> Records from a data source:

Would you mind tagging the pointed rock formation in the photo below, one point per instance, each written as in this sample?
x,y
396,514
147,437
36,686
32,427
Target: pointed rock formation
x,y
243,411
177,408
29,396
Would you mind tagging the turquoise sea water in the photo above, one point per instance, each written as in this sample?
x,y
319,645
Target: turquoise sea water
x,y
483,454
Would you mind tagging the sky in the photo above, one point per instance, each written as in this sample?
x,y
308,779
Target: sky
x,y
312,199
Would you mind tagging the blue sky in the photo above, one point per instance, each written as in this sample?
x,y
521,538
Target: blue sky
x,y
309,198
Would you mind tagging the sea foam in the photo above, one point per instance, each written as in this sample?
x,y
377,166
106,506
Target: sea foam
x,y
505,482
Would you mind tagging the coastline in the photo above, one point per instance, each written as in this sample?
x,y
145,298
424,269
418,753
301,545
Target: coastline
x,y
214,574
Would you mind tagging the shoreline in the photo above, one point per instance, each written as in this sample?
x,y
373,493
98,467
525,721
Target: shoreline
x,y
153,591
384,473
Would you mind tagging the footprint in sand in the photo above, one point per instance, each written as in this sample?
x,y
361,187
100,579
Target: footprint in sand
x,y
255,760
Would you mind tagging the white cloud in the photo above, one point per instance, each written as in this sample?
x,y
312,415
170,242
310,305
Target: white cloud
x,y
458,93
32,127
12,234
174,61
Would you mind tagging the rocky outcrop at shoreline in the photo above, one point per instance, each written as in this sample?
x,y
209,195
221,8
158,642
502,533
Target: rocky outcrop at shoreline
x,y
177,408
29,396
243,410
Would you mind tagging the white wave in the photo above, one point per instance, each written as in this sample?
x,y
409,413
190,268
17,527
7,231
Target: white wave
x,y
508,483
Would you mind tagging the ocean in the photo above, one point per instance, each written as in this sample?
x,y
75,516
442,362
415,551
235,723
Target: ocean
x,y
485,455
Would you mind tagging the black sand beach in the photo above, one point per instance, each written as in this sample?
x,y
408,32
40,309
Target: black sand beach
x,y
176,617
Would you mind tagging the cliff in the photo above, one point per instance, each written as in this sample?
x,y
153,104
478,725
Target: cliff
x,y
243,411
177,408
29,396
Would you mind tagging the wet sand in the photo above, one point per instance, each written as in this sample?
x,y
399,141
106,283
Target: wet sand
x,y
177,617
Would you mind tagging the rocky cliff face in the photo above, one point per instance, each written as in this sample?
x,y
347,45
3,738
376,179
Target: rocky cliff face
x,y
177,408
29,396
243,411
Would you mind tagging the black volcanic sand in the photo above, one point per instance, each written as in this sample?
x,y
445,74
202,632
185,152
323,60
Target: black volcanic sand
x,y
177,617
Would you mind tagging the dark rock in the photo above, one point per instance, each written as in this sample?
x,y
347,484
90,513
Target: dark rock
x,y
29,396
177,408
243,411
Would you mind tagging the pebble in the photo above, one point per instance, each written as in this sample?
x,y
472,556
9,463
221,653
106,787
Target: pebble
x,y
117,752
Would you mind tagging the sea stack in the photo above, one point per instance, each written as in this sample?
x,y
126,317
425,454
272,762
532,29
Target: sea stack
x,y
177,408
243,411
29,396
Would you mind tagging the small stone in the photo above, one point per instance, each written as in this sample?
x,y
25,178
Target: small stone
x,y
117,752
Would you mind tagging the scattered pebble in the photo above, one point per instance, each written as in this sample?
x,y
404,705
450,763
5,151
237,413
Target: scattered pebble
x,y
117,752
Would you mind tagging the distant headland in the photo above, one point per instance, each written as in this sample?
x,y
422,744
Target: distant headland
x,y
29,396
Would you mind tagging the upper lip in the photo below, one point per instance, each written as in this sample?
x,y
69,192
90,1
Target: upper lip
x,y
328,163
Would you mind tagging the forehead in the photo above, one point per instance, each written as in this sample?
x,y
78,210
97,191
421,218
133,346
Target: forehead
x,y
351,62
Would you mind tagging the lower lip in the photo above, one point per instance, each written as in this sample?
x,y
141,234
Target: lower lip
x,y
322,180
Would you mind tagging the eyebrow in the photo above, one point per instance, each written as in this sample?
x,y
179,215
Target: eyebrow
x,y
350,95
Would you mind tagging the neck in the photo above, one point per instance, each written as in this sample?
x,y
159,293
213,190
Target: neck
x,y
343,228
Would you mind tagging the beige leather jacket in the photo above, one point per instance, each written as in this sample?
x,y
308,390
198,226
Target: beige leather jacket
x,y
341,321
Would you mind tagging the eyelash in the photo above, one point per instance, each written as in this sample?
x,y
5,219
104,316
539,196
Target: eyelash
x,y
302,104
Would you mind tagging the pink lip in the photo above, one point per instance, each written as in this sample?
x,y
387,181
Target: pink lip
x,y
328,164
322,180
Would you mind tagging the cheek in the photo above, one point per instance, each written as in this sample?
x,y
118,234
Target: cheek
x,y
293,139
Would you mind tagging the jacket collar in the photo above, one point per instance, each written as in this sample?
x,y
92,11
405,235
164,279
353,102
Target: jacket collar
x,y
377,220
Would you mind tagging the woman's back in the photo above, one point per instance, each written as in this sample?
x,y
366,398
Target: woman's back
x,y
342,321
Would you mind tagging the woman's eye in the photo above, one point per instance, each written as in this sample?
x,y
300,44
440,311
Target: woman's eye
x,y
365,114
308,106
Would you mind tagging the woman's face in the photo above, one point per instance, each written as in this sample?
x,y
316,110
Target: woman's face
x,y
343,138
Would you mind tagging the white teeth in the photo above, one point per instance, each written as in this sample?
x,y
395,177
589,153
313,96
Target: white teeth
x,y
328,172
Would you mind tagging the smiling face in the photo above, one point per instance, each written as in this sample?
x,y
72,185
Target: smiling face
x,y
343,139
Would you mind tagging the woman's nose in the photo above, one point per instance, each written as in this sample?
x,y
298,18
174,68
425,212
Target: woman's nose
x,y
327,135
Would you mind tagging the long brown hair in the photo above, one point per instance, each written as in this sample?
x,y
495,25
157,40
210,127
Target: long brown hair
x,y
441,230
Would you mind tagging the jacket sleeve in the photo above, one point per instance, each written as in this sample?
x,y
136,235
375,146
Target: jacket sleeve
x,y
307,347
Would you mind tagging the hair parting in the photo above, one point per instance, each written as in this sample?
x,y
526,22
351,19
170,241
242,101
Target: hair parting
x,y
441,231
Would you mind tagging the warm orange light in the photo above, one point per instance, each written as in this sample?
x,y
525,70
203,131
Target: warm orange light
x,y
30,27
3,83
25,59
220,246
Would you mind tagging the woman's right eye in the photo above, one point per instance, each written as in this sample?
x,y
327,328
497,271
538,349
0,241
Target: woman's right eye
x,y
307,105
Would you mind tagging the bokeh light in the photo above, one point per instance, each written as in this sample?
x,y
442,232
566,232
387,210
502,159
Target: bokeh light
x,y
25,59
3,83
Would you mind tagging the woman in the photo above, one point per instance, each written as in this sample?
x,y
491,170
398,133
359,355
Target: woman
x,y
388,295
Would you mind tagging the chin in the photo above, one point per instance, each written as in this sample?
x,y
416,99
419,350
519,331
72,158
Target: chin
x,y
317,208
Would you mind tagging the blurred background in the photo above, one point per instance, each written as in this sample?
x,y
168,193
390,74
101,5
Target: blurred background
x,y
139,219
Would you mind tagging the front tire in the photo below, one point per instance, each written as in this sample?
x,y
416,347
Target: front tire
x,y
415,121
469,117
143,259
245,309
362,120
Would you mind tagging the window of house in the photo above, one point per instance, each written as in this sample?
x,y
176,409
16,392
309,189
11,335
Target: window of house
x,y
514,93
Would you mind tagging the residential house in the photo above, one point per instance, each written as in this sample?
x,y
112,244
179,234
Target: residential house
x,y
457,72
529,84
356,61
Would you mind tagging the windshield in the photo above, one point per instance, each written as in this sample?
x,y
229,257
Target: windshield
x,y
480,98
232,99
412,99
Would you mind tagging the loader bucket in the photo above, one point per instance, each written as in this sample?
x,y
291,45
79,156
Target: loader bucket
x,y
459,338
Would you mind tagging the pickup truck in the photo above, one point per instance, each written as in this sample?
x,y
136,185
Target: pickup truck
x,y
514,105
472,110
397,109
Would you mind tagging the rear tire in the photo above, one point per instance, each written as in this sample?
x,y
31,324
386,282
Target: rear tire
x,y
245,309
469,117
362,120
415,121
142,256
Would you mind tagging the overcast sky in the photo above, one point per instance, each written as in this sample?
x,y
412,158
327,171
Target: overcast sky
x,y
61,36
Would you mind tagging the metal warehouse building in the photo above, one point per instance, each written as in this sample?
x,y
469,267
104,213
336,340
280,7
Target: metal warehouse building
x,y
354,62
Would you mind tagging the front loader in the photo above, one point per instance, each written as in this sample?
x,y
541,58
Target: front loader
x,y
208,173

> Description of the task: Return each line above where the word "below" shows up.

> Response area:
Would you mind tagging the pointed rock formation in the photo below, one point per instance, each written as in this sample?
Would you mind tagging the upper lip in the photo below, one point per instance, each written as in this sample?
Would you mind tagging the front tire in the photo below, one point per instance, each written as in this sample?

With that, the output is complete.